======== Recorded data ========
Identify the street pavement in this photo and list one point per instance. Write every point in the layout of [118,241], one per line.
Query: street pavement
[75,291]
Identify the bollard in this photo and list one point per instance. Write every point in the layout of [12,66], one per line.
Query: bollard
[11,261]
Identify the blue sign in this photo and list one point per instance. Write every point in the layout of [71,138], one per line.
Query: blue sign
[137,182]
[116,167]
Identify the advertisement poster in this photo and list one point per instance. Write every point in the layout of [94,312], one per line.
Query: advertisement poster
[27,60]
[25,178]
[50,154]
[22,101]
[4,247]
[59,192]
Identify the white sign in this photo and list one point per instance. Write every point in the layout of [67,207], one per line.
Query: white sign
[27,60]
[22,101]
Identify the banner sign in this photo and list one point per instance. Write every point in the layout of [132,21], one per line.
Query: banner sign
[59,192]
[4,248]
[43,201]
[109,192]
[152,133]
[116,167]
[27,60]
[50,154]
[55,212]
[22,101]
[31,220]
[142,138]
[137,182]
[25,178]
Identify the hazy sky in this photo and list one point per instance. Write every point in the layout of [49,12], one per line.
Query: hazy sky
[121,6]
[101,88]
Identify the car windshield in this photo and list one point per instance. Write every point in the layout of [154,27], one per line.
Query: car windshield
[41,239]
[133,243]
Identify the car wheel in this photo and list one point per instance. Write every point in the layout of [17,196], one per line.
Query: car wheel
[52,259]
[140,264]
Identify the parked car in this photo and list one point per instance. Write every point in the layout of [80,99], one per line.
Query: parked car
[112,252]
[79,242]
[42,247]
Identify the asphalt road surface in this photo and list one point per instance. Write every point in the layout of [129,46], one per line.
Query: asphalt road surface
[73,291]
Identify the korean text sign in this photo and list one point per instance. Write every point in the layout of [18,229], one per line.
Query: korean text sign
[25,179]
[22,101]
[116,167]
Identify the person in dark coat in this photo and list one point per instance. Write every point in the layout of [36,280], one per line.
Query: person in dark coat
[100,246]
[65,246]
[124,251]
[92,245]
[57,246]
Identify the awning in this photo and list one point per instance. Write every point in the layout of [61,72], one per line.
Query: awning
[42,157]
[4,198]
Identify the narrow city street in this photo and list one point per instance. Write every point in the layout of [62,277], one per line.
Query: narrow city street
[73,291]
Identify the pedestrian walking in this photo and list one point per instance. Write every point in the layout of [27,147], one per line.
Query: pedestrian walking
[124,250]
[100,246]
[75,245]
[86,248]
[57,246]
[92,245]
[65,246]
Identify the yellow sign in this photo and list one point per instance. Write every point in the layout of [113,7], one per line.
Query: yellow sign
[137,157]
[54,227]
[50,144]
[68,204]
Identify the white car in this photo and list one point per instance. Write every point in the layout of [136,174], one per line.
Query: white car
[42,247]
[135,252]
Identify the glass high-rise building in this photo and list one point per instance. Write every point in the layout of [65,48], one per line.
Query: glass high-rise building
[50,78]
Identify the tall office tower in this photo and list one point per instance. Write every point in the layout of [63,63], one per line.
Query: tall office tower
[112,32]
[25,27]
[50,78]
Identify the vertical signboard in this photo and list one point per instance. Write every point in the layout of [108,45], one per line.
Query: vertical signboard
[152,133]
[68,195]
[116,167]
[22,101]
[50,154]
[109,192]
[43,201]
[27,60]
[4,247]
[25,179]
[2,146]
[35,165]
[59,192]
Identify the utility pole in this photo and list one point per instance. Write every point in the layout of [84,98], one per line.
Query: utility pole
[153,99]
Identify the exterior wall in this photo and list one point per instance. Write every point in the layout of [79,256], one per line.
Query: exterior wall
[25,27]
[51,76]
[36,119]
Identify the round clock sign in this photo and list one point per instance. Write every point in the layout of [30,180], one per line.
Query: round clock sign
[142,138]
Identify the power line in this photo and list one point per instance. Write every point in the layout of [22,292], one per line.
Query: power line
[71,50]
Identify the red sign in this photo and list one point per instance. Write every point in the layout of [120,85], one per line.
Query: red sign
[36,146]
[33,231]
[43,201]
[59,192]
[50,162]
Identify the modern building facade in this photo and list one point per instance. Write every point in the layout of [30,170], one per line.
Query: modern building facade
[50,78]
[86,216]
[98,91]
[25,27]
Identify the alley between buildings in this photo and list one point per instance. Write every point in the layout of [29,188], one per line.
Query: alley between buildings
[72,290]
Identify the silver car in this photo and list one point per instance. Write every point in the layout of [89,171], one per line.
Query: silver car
========
Copy the records above, swapping "one per line" for "each on its own line" everywhere it appears and keeping the rest unchanged.

▶ Correct answer:
Identify the street pavement in this photo and list one point per instance. Write every point in the layout of [118,241], each on its own line.
Query: street pavement
[75,291]
Identify the bollard in this photo and list one point per instance. Write every point in the layout of [12,66], each on its own line.
Query: bollard
[11,261]
Identify the blue sign in this photo and list one point per instance. Write every point in the layout of [71,138], each on its own line.
Query: blue sign
[137,182]
[116,167]
Identify the advertisement poster in this photo and list one point per instance. Write every point in the layout of [94,312], each on its own line.
Query: advertisement poster
[27,60]
[25,178]
[50,154]
[22,101]
[4,247]
[59,192]
Identify the white sign in this photo and list one point per instance. Write every point in the layout of [67,207], each on its own line.
Query: white sign
[27,60]
[22,101]
Identify the banner sign in this photo and list one point per instance. Write every point in the layout of [132,21], each on its own line.
Query: banner sign
[59,192]
[4,248]
[43,201]
[109,192]
[152,133]
[116,167]
[27,60]
[50,154]
[55,212]
[22,101]
[31,220]
[142,138]
[137,182]
[25,178]
Identify the hazy sky in this photo and list one point per instance. Write every point in the layout of [49,12], each on its own line.
Query: hazy sky
[121,6]
[101,88]
Identify the car windshield in this photo and list one point per instance. Write every point in the layout of [154,27], each on its own line.
Query: car windshield
[41,239]
[133,243]
Identify the car wheel in this photo and list one point per instance. Write every point in the layout of [17,196], each on its own line.
Query: car wheel
[52,259]
[140,264]
Identify the parked car in this photo and list one point per instance. Write every point in the layout of [80,99], each on its own line.
Query: parked car
[112,252]
[79,242]
[42,247]
Identify the asphalt road surface in this photo and list one point per instance. Write every point in the layout of [129,46], each on its own line.
Query: asphalt road surface
[73,291]
Identify the korean text sign in this photo and list one point per instance. Write every point in the layout of [18,229], each on its own line.
Query: korean text sign
[25,179]
[22,101]
[116,167]
Identify the person in dark coat in this photo and list one point per instance. Write every point in the layout of [36,280], each on its own line.
Query: person in dark coat
[100,246]
[65,246]
[124,251]
[92,245]
[57,246]
Identify the awning in this photo and list one point per instance. Write every point in the layout of [61,72], each on its own line.
Query: awning
[42,157]
[4,198]
Identify the narrow city street in this photo and list one point per instance. Write every point in the layout of [62,277], each on its own line.
Query: narrow city street
[73,291]
Identify the pedestrian walking in this photo and list one point per instance. Write every point in the layout of [27,147], each on its own line.
Query: pedestrian walking
[124,250]
[100,246]
[75,245]
[86,248]
[57,246]
[92,245]
[65,246]
Identify the yellow sign in this photo and list one point per instance. Write every point in the layout of [113,7], each on its own line.
Query: yellow sign
[137,157]
[54,227]
[50,144]
[68,204]
Identify the white car in this photo and list one point per instance. Write every point in the layout of [136,174], each on its own line.
Query: white car
[42,247]
[135,252]
Identify the glass high-rise building in this photo and list one point per instance. Write every point in the layout of [65,48], each on its own line.
Query: glass high-rise building
[50,78]
Identify the tall office tower in this photo and list one point per instance. Write every point in the layout of [63,63], each on its own line.
Query: tall office tower
[112,32]
[25,27]
[50,78]
Identify the vertical signboard in this photo and list one point per instance. Write every point in the layout of [108,45], each on its own line.
Query: vertical signboard
[152,133]
[68,195]
[116,167]
[22,101]
[50,154]
[109,192]
[43,201]
[27,60]
[4,247]
[25,179]
[2,146]
[35,165]
[59,192]
Identify the utility pole in this photo and list one point per instance. Write every point in the layout of [84,98], each on its own line.
Query: utility pole
[153,99]
Identify the exterior wall in this photo and list one point per instance. Write every point in the layout of [79,256], each on its own line.
Query: exterior wall
[25,27]
[51,76]
[36,119]
Identify the round clock sign in this photo and list one point per instance. Write every point in the layout of [30,180], each on its own line.
Query: round clock sign
[142,138]
Identify the power line in this photo and list one point per instance. Write every point in the layout of [22,292], each on its own line.
Query: power line
[71,50]
Identify the red sign in this photo and list one point per instance. Write every point in the layout of [120,85], each on its own line.
Query: red sign
[36,146]
[33,231]
[43,201]
[59,192]
[50,162]
Identify the modern building facade in this photo and list one point per instance. Write every point in the layout of [30,170], each on its own line.
Query: modern building facade
[50,78]
[86,216]
[98,91]
[25,27]
Identify the alley between buildings in this photo and list one point per instance. Write every point in the layout of [29,188], each on its own line.
Query: alley between buildings
[72,290]
Identify the silver car in this photo and list one point per instance. Write every point in the layout of [89,171], each on its own line.
Query: silver car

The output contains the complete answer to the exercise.